*Input for this task*.

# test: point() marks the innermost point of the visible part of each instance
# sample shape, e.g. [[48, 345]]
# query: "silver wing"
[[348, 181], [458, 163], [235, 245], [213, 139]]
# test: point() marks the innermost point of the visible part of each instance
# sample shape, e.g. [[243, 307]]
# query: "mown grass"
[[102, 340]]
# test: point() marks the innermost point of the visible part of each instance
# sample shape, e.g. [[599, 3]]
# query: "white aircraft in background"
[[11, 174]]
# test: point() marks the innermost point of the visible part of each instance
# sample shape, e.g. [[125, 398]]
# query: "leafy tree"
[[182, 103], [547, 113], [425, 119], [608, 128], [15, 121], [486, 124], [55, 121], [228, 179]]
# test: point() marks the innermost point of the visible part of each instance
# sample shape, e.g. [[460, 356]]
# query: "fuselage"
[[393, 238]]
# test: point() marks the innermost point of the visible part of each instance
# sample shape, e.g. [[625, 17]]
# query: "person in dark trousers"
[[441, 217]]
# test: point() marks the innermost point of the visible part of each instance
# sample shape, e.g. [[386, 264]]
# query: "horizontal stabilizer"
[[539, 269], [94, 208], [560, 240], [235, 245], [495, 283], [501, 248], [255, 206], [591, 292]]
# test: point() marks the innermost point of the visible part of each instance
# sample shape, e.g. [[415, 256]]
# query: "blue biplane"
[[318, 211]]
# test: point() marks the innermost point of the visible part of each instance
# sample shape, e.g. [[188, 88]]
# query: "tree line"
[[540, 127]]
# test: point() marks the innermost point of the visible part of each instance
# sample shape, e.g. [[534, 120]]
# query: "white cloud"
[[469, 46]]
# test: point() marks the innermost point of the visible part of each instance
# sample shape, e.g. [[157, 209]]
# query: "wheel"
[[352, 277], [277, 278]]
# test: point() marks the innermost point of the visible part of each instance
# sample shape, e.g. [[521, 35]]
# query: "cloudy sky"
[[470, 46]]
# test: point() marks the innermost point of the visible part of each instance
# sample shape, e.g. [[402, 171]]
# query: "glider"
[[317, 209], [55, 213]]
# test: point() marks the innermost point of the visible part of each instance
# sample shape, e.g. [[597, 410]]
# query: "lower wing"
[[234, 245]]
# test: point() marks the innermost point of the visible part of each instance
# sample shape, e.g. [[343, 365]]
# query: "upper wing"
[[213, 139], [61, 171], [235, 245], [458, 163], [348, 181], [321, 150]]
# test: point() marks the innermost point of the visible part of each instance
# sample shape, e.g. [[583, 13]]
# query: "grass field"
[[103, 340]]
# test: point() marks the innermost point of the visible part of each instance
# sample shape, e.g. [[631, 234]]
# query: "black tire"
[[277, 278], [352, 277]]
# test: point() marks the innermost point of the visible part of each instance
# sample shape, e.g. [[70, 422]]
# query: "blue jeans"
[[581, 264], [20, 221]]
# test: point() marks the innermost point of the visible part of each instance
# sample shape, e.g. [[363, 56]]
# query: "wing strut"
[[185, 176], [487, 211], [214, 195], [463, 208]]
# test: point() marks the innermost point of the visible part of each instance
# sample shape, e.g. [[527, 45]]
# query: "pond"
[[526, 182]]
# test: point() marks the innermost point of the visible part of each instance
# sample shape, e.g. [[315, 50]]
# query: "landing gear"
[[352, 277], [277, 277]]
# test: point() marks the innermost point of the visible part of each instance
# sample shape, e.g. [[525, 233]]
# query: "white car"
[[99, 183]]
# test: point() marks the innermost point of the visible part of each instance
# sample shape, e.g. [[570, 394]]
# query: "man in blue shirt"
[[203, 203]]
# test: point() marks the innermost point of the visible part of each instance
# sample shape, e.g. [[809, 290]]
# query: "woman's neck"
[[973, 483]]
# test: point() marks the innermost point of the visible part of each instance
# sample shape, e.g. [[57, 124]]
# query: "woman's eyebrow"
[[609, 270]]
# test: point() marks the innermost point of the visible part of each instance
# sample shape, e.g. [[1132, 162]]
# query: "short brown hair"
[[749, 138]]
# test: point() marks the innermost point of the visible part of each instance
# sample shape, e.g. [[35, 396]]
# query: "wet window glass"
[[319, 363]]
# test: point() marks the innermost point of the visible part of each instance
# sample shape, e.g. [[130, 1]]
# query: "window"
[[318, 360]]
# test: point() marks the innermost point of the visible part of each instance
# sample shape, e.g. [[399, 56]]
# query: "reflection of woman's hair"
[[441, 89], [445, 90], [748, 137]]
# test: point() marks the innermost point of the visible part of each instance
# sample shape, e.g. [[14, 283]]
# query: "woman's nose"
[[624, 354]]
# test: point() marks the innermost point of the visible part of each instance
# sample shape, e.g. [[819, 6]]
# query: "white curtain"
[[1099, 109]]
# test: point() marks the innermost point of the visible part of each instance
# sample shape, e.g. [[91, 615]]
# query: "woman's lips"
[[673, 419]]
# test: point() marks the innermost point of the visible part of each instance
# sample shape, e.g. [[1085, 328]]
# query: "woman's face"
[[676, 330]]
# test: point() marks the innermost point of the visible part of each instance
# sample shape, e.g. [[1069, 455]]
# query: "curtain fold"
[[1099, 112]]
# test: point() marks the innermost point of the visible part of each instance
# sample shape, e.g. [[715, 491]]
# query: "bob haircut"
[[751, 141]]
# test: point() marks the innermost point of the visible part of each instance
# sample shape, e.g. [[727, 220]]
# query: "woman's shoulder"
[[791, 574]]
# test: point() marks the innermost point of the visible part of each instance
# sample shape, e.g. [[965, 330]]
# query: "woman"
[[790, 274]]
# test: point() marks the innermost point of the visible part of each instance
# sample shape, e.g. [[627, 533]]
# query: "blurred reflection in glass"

*Given problem*. Filter the items above, keeping every line that contains the string "curtain". Case counts.

*Solved exercise*.
# query: "white curtain"
# query: "curtain fold"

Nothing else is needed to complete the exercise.